**Extracted text**.
•••

September is Craniofacial awareness month. A month, and cause, near and dear to my heart. I was born with bilateral cleft lip and palate.
I have written a lot about my cleft lip and palate experiences on this blog. The teasing and questions, the procedures, surgeries, scary moments, and, believe it or not, there is plenty more where that came from. From it all, I have received a great gift. A gift that cannot be seen or touched. And hopefully one I will never have to return.
Gallows Humor for Survival
Yes, I have one sick sense of humor. You have to in order to survive what I went through during my formative years.
One story, in particular, is a perfect example of me laughing in the face of some scary stuff. I was probably between 12-14 years old. I was in the pre-operation area where, many people meet you, the doctor, nurses, and anesthesiologists. My mother, father, and brother were there, while I sat on the gurney in a johnny waiting for the anesthesiology intern, or resident, to come by to start the IV. Or more accurately, treat me like a pin cushion. It was a woman this time around, not a dreamy, male doctor in training. She had the tray filled with all the supplies and looked official. You had to give her that. Then she began the all to familiar process of starting the IV: swab the top of the hand with alcohol, put on a tourniquet, then unsheathe the needle, pray she can find a vein in my dehydrated state, and jab me with the giant needle. All the while, I am looking away, talking to my family, glancing at the ceiling, looking at the curtain separating me from another patient, and denying the pain. It should not hurt this much, but it does. She missed it. She tries to move the tube around after the needle is out. Medical folks, if you are reading, this never works. She tapes it up and walks away. Now that the resident and her needle are gone, I look down and all I see is a pool of blood all over the bright, white sheets covering the gurney. I look over at my brother and say, “Huh, what a rookie.” The next nurse that comes by tries to deny that it happened by covering it up (oh the irony) with a blanket and some towels.
There are waiting room stories, medication stories, fellow patient stories, and so many more. The best stories are always funny. Those are the stories that I remember the best. They have turned into private jokes in our house. I love that I have this ability, and it would not be possible without the help of my parents. They are some funny people.
I use dark humor today
Today, I take the gift of gallows humor with me everywhere I go. I need it to survive the tough times. Humor has allowed me to be resilient in the face of adversity. Give me an awkward, sad, scary, or uncomfortable moment, and I find a perverse joy in it. Those of us who have been through a lot cling to whatever it is that keeps us strong, for me that is laughter. Scientists and psychologists say that laughter not only can improve your mood, but can also change it. You must be mindful and fully present to make the perfect joke at the perfect time. Guess what, mindfulness helps improve mood, too.
I’m proud to say I have the joker up my sleeve, not an ace. Aces are too fickle; they can make or break a hand. The joker, however, always wins because he has a smile on his face at the end of the game.

•••

**Supplied entries**.
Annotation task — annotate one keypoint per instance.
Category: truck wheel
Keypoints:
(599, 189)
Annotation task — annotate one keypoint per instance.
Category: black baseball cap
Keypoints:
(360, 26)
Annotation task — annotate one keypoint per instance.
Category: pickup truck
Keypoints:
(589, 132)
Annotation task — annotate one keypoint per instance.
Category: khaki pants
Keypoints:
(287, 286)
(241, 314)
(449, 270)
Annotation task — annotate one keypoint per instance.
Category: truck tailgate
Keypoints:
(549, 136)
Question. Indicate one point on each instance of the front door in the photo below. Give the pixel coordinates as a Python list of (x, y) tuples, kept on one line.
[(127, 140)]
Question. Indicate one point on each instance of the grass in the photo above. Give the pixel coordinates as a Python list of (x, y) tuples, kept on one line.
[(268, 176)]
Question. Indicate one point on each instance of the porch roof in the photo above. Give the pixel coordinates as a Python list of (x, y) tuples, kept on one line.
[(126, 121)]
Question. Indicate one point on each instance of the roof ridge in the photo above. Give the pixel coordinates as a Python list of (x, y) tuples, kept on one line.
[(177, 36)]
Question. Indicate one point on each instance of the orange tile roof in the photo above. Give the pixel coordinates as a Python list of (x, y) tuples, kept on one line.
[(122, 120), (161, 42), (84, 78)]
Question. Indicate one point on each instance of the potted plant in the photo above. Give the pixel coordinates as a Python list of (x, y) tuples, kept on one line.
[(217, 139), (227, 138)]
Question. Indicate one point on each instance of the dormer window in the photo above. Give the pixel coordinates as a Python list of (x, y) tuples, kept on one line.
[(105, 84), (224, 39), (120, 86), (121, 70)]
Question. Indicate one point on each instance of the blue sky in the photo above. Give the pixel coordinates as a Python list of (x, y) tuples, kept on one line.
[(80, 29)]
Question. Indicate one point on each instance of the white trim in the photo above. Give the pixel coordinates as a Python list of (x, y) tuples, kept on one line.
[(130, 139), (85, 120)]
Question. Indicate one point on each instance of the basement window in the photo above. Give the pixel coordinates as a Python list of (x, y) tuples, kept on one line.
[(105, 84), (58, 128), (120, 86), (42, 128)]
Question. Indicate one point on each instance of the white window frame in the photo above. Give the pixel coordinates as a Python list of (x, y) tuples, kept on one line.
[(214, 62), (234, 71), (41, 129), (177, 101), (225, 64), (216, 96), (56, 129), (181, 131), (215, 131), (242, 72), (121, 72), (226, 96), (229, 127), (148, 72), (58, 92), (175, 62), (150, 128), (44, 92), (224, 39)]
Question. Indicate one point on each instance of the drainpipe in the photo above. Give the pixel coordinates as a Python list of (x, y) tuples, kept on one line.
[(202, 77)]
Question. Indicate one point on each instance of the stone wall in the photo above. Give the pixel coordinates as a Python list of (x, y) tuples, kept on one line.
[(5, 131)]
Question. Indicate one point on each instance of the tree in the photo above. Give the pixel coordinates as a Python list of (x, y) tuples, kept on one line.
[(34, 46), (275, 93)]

•••

**Set of tasks**.
- 1) Print the part of the blog post about gallows humor that opens with the words containing "I’m proud to" and closes with "of the game.".
- 2) In the blog post about gallows humor, what condition was the writer born with?
- 3) Turn the paragraph of the blog post about gallows humor that begins "Today, I take the gift of gallows humor" into a short bulleted list that keeps its main facts.

**Response list**.
- 1)
I’m proud to say I have the joker up my sleeve, not an ace. Aces are too fickle; they can make or break a hand. The joker, however, always wins because he has a smile on his face at the end of the game.

- 2) Bilateral cleft lip and palate.

- 3)
- The writer takes gallows humor everywhere and needs it to survive tough times.
- Humor has made the writer resilient in the face of adversity.
- The writer finds a perverse joy in awkward, sad, scary, or uncomfortable moments.
- People who have been through a lot cling to what keeps them strong. For the writer, that is laughter.
- Scientists and psychologists say laughter can improve mood and can also change it.
- Making the perfect joke at the perfect time requires being mindful and fully present.
- Mindfulness also helps improve mood.